* AIM *
Only the pictures are omitted; repeat all other data exactly.

* SUPPLIED MATERIAL *
____

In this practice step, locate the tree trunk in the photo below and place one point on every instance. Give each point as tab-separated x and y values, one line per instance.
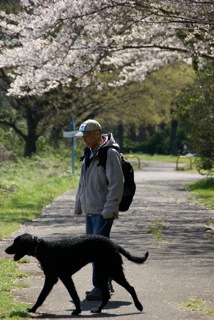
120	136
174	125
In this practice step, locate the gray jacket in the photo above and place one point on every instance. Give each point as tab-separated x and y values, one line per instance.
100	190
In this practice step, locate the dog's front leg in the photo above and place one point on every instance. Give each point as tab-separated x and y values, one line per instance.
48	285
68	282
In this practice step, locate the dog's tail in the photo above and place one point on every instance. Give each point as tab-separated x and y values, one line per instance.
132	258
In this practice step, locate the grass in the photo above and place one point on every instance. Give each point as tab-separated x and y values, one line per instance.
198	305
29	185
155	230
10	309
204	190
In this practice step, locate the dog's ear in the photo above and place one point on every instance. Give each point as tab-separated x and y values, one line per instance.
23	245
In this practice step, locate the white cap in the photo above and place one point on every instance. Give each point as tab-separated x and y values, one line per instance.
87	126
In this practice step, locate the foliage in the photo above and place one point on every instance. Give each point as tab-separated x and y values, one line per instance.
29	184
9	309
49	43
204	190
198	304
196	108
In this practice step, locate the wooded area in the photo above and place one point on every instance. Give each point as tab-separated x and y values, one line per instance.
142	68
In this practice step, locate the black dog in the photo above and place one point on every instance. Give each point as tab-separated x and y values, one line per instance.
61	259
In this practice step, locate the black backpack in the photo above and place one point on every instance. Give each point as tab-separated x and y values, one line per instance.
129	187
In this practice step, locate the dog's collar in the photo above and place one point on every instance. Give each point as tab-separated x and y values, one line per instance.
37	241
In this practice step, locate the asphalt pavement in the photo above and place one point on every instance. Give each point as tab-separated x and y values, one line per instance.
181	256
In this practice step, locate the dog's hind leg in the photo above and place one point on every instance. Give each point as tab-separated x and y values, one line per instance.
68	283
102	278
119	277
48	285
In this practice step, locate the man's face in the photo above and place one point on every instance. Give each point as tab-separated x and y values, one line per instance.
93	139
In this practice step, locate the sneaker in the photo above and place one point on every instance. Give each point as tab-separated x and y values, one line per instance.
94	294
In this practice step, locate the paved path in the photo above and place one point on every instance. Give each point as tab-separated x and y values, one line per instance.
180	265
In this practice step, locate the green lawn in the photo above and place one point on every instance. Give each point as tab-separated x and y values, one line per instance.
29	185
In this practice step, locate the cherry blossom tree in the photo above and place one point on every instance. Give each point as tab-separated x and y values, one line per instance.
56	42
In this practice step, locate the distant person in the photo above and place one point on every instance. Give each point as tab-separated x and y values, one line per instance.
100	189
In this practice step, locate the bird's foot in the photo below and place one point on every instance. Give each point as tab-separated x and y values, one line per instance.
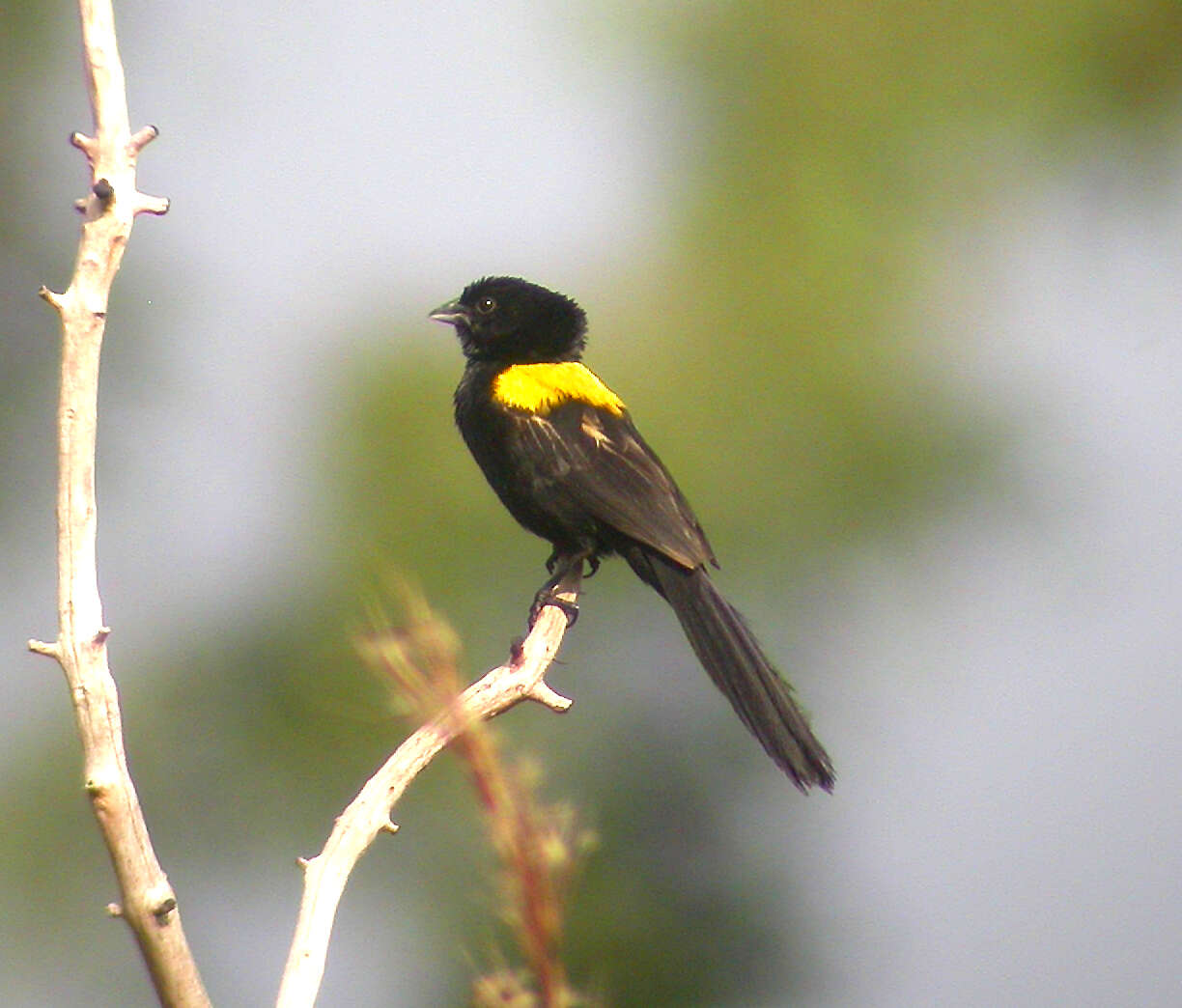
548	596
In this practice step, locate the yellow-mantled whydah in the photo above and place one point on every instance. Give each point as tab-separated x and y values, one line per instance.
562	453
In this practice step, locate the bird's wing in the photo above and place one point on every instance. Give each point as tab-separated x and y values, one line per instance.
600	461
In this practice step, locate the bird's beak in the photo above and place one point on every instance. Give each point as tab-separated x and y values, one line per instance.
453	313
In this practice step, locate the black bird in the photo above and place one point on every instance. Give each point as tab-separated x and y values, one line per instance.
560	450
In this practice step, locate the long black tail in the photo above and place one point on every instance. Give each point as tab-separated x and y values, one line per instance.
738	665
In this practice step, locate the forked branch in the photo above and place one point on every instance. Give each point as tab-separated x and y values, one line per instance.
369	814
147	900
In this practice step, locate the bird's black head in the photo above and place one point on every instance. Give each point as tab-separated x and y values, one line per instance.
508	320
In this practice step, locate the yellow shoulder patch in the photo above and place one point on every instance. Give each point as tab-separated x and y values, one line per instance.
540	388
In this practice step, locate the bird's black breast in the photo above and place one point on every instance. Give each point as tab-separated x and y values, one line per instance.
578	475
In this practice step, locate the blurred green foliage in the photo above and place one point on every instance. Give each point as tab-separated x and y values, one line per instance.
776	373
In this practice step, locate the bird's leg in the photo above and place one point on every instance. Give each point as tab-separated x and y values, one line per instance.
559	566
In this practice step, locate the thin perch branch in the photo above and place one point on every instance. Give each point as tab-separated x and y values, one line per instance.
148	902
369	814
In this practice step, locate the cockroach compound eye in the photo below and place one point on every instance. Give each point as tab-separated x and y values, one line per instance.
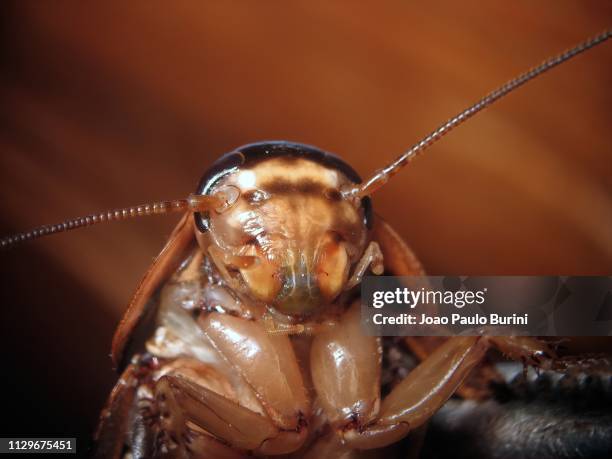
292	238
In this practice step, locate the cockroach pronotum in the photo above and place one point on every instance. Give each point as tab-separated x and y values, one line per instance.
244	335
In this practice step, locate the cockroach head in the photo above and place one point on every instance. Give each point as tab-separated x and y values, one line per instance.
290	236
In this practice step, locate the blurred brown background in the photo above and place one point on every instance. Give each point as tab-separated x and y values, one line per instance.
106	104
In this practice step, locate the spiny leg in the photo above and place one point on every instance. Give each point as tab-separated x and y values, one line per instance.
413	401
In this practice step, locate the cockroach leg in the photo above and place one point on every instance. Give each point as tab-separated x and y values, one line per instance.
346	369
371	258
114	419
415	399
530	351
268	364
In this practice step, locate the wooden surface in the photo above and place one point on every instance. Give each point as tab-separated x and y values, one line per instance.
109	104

____

* FULL RESPONSE *
In this practice step, locate the tree trunk in the photo below and place one point on every instance. Give each point as tab-separated x and y values, one line per instance.
120	136
174	125
In this practice step, locate the gray jacket in the photo above and place one point on every instance. Give each point as tab-separated x and y values, one line per instance.
100	190
In this practice step, locate the dog's front leg in the photo above and place one point on every instance. Give each point as tab-separated x and y values, one line per instance.
48	285
68	282
In this practice step, locate the dog's tail in the photo above and place one point on every instance. Give each point as tab-separated x and y values, one line per instance.
132	258
In this practice step, locate the grass in the photo above and place one point on every instance. Give each point as tab-separated x and y values, one line per instance.
198	305
29	185
155	230
10	309
204	190
In this practice step, locate the dog's ear in the photo above and place one point on every instance. Give each point as tab-separated x and y values, one line per instance.
23	245
In this practice step, locate the white cap in the photo above and place one point on every instance. Give each point as tab-separated x and y values, one line per instance.
87	126
In this practice step, locate the foliage in the photo above and place one point on every instance. Give each point as tab-separated x and y values, one line per instance.
29	184
9	309
49	43
204	190
198	304
196	108
In this practice step, locate the wooded area in the photo above and place one point on every instance. Give each point as tab-separated x and y values, one line per instance.
142	68
In this practice step, locate the black dog in the photo above and place one point on every instance. Give each point as tab-separated x and y values, one line per instance.
61	259
In this practice step, locate the black backpack in the photo above and place one point on every instance. Give each point as tab-separated x and y values, one line per instance.
129	187
In this practice step, locate the dog's collar in the photo above and place one point on every instance. Give each point as tab-separated x and y values, one line per instance.
37	241
In this practice step, locate the asphalt pavement in the photo above and place one point on every instance. Give each point as tab-separated x and y values, one line per instance.
181	256
In this practice step, locate the dog's hind leg in the photo above and place one point on every instance. Give each point as tab-separated x and y values, one line per instance.
68	283
102	278
119	277
48	285
In this practice step, locate the man's face in the photo above and place one point on every instance. Give each point as tab-separated x and y values, one line per instance.
93	139
In this practice step, locate the sneaker in the photo above and place one point on every instance. Give each point as tab-separated x and y values, one line per instance.
94	294
In this practice step, locate the paved path in the photo above and place one point on every instance. Give each point as tab-separated x and y values, one line per instance.
180	265
In this practice step, locate the green lawn in the photo above and place one point on every instance. Give each point as tab-separated x and y values, one line per instance.
29	185
In this practice step, locate the cherry blossom tree in the photo above and place one point on every instance. Give each point as tab-separated x and y values, one line per instance.
56	42
In this practice step, locate the distant person in the photo above and place one point on every instance. Give each point as tab-separated x and y values, one line per instance.
100	189
In this practice step, locate the bird's foot in the photo below and place one point on every instance. Give each point as tab-separated x and y values, one line per instance.
548	596
In this practice step, locate the yellow-mantled whydah in the photo above and place one point on every instance. Give each point as tab-separated x and y values, one line per instance.
562	453
In this practice step, locate the bird's wing in the photo above and place one point on every instance. Give each point as tab-separated x and y values, one line per instance.
600	461
In this practice step, locate the bird's beak in the photo above and place one point on every instance. Give each point as tab-separated x and y values, one line per instance.
453	313
In this practice step, locate the black bird in the photo above and place one point on every instance. Give each point as tab-separated x and y values, one line per instance.
560	450
In this practice step, locate the long black tail in the photo above and place one point on every instance. Give each point as tab-separated x and y values, one line per instance.
738	665
In this practice step, locate the forked branch in the photo above and place one point on every instance. Give each point as tab-separated x and y values, one line per instance.
369	814
147	900
In this practice step, locate the bird's black head in the photo above and place one point on every instance. Give each point as tab-separated x and y values, one line per instance.
508	320
In this practice step, locate the yellow shoulder patch in the photo above and place one point on every instance. Give each point as tab-separated x and y values, one line per instance.
540	388
In this practice step, locate the bird's black breast in the photo above and place one point on every instance. Give each point as tab-separated x and y values, one line per instance.
578	475
In this practice step, locate the blurred green foliage in the photo above and place one point on every instance. Give each point as tab-separated x and y values, one line per instance.
776	373
In this practice step, locate the bird's leg in the photo above and place one point on every instance. Give each point as tab-separated x and y values, one line per instance.
559	566
In this practice step, locate the thin perch branch in the photo above and place one point on every instance. Give each point as tab-separated x and y values, one line per instance.
148	902
369	814
In this practice step, locate the cockroach compound eye in the photo below and place one point on every instance. Give each point as tab-separated x and y values, one line per instance.
292	238
In this practice step, locate the cockroach pronotum in the photo above and place one point on every instance. Give each point as tab-separated x and y values, one line per instance.
244	335
In this practice step, locate the cockroach head in the photo above and place one point on every instance. Give each point as tab-separated x and y values, one line per instance.
290	236
In this practice step, locate the blurred brown background in the photo above and place one point on every instance. Give each point as tab-separated x and y values, one line per instance.
106	104
In this practice step, locate the spiny leg in the photo above and place one point on every instance. Give each point as tab-separated x and y values, one line per instance.
413	401
In this practice step, locate the cockroach leg in the photo above and place one point on every instance. Give each point as tab-separated x and y values, one line per instance.
346	369
371	258
114	419
415	399
530	351
268	364
In this practice step, locate the wooden surface in the photo above and place one point on every instance. Give each point as tab-separated x and y values, one line per instance.
109	104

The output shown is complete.